== Предложенный отрывок ==
>>>>

Накапливая количество, повторы уподобляются эстафете зеркал – каждое последующее действие продолжает и воспроизводит элементы предыдущего, каждое предыдущее пророчит, планирует, задает контуры последующего.
Как соотносится с системой этих перекликающихся эпизодов роман Дефо? Он – точка опоры, с помощью которой авторская фантазия переворачивает «наоборот» картинку за картинкой. Функционирует зеркальный рычаг травестии.
Помимо явных зеркал, есть у Аверченко еще и потайные. Мы не добрались до них, где-то на полпути свернули в сторону и заблудились. А вернее, нас «заблудил» сам автор, назвав свою миниатюру «Робинзоны». Он мог бы назвать ее и по-иному, например: «Как один шпик одного интеллигента на необитаемом острове изводил», и тогда бы читатель сразу понял, что есть у Аверченко еще один ориентир – щедринский: знаменитая сказка «Как один мужик двух генералов прокормил».
Травестия Аверченко (как и сказка Щедрина) восходят, конечно, к «Робинзону Крузо», а через него – к традиции «робинзонады», созданной этим романом, и к ситуации «робинзонады», возникшей задолго до него: всякая изолированная от общества личность или группа личностей, включая несчастного кальдероновского принца или счастливцев-повествователей «Декамерона», исполняют на свой лад философскую миссию Робинзона.
«Робинзоны» Аверченко и сами становятся промежуточным звеном этой цепочки. Фельетон Ильфа и Петрова «Как создавался Робинзон» учитывает пародийную находку Аверченко, «соль» которой в том, что на необитаемом острове оказывается вместо одиночки целый коллектив, переносящий на девственную почву конфликты «большой земли».

<<<<

== Исходные данные ==
>>>>

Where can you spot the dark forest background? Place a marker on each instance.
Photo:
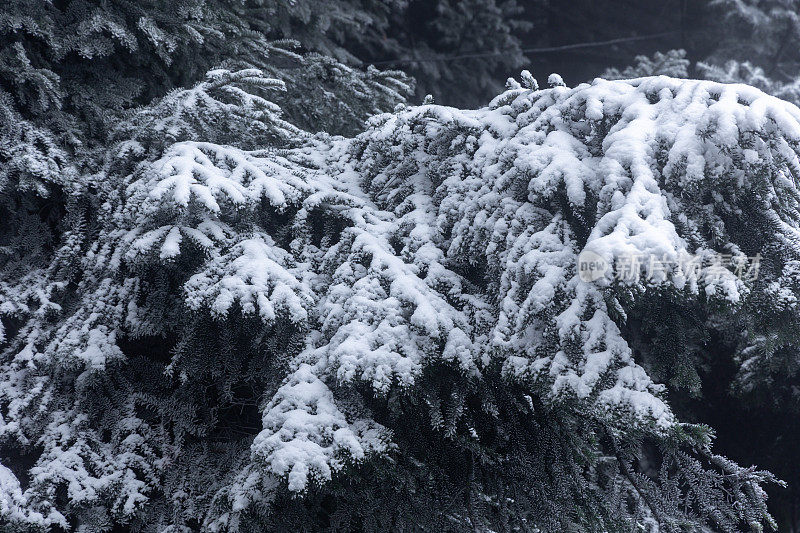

<<<<

== Задания к упражнению ==
[1] Выведите без изменений фрагмент текста о «Робинзонах» Аверченко от «Помимо явных зеркал, есть» до «философскую миссию Робинзона.».
[2] Ответьте по тексту о «Робинзонах» Аверченко:
(a) Какую знаменитую сказку Щедрина текст называет еще одним ориентиром Аверченко?
(b) Как называется фельетон Ильфа и Петрова, который учитывает пародийную находку Аверченко?
(c) Каких повествователей текст упоминает рядом с несчастным кальдероновским принцем?
[3] Напишите продолжение текста о «Робинзонах» Аверченко, начиная сразу после его последнего предложения.

== Список ответов ==
[1]
Помимо явных зеркал, есть у Аверченко еще и потайные. Мы не добрались до них, где-то на полпути свернули в сторону и заблудились. А вернее, нас «заблудил» сам автор, назвав свою миниатюру «Робинзоны». Он мог бы назвать ее и по-иному, например: «Как один шпик одного интеллигента на необитаемом острове изводил», и тогда бы читатель сразу понял, что есть у Аверченко еще один ориентир – щедринский: знаменитая сказка «Как один мужик двух генералов прокормил».
Травестия Аверченко (как и сказка Щедрина) восходят, конечно, к «Робинзону Крузо», а через него – к традиции «робинзонады», созданной этим романом, и к ситуации «робинзонады», возникшей задолго до него: всякая изолированная от общества личность или группа личностей, включая несчастного кальдероновского принца или счастливцев-повествователей «Декамерона», исполняют на свой лад философскую миссию Робинзона.

[2]
(a) «Как один мужик двух генералов прокормил».
(b) «Как создавался Робинзон».
(c) Счастливцев-повествователей «Декамерона».

[3]
Пародия умеет надевать на себя серьезную мину – более того, она бывает попросту серьезной, на что, как мы помним, указывает в своей статье «О пародии» Тынянов. Имитации (а также прямые повторы) классики и текущей литературы, мифологии и священного писания занимают много места в образной структуре таких сложнейших (и вполне серьезных) произведений, как «Улисс» Джеймса Джойса, «Взгляни на дом свой, ангел» Томаса Вулфа, «Кентавр» Апдайка. Полифония Достоевского содержит прямое развитие неких ранее существовавших мотивов.
Зеркало выступает и средством полемики, и знаком приверженности, и присягой на верность традиционному, и поруганием вражеского знамени – и даже солнечные зайчики от этого зеркала разбегаются, блики смеха, хотя под крышей серьезного смеяться не всегда прилично.
Зеркало в этом разговоре о пародии – метафора. Не то что зеркало-предмет (или зеркало-прием) в предшествующих главах. И все-таки говорить о нем как о зеркале вполне законно до тех пор, пока удается избегать противозаконного: слова передают тот смысл, который в них вкладывается, фраза обладает реальным содержанием, обрисовывает действительные процессы, соотносится с подлинным жизненным материалом (если понимать в данном случае под жизнью – литературу).
Войдем в творческую лабораторию пародиста. Натянут умозрительный холст, и автор ищущим взглядом обшаривает комнату – разумеется, тоже умозрительную – в поисках натуры. Увы, она пуста. Остров, на котором обосновался наш пародист, сами понимаете, необитаемый. Но пародист как будто и не собирается унывать. Призадумавшись на несколько мгновений, он решительным жестом берет со стола повесть, дочитанную только вчера.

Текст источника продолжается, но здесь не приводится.